ACTIVITIES
- a) According to the vaccine statement, by what year will the world's poorest countries finish vaccinating their populations if current trends continue?
- b) Transcribe the passage of the vaccine statement starting at "Responding to news" and ending at "of the year.".

SOURCE TEXT
Illustrative photo of a syringe in Buenos Aires, Argentina on August 4, 2020.
Illustrative photo of a syringe in Buenos Aires, Argentina on August 4, 2020. © Carol Smiljan/NurPhoto

At current rates, it will take poorest countries another 50 years to vaccinate their populations

‘These leaders must climb out of the pockets of Big Pharma’ - Agnès Callamard

Responding to news that G7 countries are expected to commit to providing one billion Covid-19 vaccine doses to poorer countries, Agnès Callamard, Secretary General at Amnesty International, said:

“Pledging to provide one billion doses is a drop in the ocean and wouldn’t come close to covering the population of India, let alone vaccinating the world’s population.

“It is nowhere near enough and fails to address the root issues at play. Not only is it unambitious but smacks of self-interest, particularly considering data suggests G7 countries will have three billion spare doses surplus to requirement by the end of the year.

“These leaders must climb out of the pockets of Big Pharma, push self-interest aside and genuinely commit to ensuring everyone has access to vaccines, no matter where they live.

“The only way to achieve this is through the immediate suspension of intellectual property rules and to ensure the transfer of vaccine knowledge and technology to all qualified vaccine manufacturers in the world.”         

No global coverage until 2078

The People’s Vaccine Alliance - a coalition of organisations including Amnesty International, Health Justice Initiative, Oxfam, Stop AIDS Campaign and UNAIDS - has calculated that if current trends continue, it will take the world’s poorest countries until 2078 to vaccinate their populations. Meanwhile G7 countries are expected to vaccinate their entire populations by January 2022.

(Records from a dataset)
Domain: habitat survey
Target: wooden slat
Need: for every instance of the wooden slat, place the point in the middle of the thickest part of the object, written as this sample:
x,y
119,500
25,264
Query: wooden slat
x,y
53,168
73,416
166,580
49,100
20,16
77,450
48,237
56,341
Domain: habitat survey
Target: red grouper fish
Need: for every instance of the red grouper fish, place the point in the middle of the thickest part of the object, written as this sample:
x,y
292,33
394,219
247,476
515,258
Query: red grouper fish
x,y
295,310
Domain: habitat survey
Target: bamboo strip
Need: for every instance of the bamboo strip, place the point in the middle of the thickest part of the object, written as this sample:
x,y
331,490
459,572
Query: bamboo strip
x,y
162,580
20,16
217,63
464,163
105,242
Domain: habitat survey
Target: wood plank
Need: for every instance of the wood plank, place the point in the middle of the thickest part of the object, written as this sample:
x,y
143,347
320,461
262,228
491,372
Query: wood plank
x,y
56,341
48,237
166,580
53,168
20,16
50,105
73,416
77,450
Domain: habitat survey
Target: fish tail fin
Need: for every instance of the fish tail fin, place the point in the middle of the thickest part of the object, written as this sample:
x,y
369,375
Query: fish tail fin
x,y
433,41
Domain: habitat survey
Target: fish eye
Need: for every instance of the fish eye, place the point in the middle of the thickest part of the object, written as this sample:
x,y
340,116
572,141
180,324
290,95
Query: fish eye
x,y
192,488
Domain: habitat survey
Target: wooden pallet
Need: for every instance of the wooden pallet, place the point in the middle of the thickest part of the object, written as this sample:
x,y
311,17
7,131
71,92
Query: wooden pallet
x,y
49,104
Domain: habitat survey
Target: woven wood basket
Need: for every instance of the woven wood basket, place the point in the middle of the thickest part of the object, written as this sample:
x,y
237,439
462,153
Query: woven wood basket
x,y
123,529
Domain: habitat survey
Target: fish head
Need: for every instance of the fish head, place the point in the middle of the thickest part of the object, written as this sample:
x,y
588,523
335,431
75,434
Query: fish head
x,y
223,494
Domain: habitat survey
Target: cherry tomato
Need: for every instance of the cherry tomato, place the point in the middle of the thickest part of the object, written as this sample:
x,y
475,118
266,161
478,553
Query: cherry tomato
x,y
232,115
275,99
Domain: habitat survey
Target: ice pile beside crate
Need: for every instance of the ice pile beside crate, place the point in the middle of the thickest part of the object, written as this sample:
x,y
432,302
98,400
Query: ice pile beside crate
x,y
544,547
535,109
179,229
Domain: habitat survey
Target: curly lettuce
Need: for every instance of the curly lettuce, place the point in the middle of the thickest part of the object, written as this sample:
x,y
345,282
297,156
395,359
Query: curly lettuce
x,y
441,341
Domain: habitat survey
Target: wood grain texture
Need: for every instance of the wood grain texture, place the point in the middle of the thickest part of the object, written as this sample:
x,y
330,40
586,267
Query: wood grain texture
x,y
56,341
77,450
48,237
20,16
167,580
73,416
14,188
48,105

SOLUTIONS TO THE PROBLEMS
- a) 2078

- b)
Responding to news that G7 countries are expected to commit to providing one billion Covid-19 vaccine doses to poorer countries, Agnès Callamard, Secretary General at Amnesty International, said:

“Pledging to provide one billion doses is a drop in the ocean and wouldn’t come close to covering the population of India, let alone vaccinating the world’s population.

“It is nowhere near enough and fails to address the root issues at play. Not only is it unambitious but smacks of self-interest, particularly considering data suggests G7 countries will have three billion spare doses surplus to requirement by the end of the year.